Recorded data
+---+

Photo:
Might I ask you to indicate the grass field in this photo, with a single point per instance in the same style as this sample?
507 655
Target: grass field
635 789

+---+

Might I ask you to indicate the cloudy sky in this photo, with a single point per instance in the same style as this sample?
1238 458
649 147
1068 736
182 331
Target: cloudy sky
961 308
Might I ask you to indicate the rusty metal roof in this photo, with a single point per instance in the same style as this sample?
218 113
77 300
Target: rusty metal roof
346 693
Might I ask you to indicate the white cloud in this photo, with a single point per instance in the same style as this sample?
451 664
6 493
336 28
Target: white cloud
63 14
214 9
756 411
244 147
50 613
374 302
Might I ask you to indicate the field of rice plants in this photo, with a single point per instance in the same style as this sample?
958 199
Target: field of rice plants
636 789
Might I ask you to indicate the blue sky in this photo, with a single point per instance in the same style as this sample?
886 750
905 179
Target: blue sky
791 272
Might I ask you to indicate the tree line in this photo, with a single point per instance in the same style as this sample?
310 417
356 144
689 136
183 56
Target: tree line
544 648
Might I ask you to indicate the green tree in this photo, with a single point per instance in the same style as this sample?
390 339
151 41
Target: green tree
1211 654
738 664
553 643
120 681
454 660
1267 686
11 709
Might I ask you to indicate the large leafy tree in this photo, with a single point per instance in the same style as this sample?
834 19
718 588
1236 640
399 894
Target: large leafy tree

+---+

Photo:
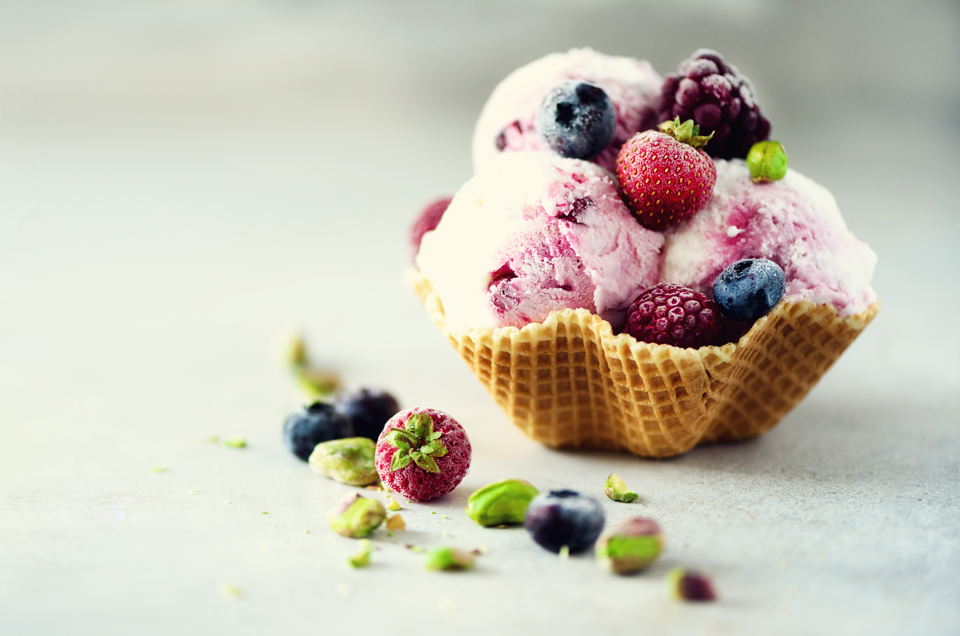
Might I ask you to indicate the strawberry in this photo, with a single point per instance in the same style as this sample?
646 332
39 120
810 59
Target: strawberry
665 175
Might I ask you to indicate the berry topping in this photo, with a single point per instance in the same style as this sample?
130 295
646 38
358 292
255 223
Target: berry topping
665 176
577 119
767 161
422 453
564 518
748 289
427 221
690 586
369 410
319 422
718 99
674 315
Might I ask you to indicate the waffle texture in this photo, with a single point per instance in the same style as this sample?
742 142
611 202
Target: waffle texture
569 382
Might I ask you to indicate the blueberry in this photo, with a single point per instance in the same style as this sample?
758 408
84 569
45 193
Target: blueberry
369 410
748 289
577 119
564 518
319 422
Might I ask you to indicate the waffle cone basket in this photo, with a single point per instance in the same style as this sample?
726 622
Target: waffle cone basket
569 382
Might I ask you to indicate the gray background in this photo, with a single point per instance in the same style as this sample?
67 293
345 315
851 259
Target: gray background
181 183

+---+

What the exercise asks
Recast the stretch of the listing from the line containing "Might I ask you to indicate the large" through the line containing "Target: large leafy tree" as a Markdown table with two columns, Row and Line. Number each line in order under Row and omit any blank lines.

Final result
| Row | Line |
|---|---|
| 1 | Might I ask you to indicate the large leafy tree in this photo, with a single point per instance in the same style as this sample? |
| 2 | 834 19 |
| 3 | 718 588 |
| 4 | 1236 640 |
| 5 | 399 894 |
| 6 | Target: large leafy tree |